What you are asked to do:
Reproduce the whole of the data exactly.

╭─ Data

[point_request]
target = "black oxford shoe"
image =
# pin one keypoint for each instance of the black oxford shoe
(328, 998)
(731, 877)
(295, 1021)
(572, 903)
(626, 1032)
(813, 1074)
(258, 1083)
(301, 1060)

╰─

Solution to this exercise:
[point_request]
target = "black oxford shoe"
image =
# pin one keypoint for each instance of the black oxford shoe
(328, 998)
(731, 877)
(295, 1021)
(572, 903)
(626, 1032)
(813, 1074)
(258, 1083)
(301, 1060)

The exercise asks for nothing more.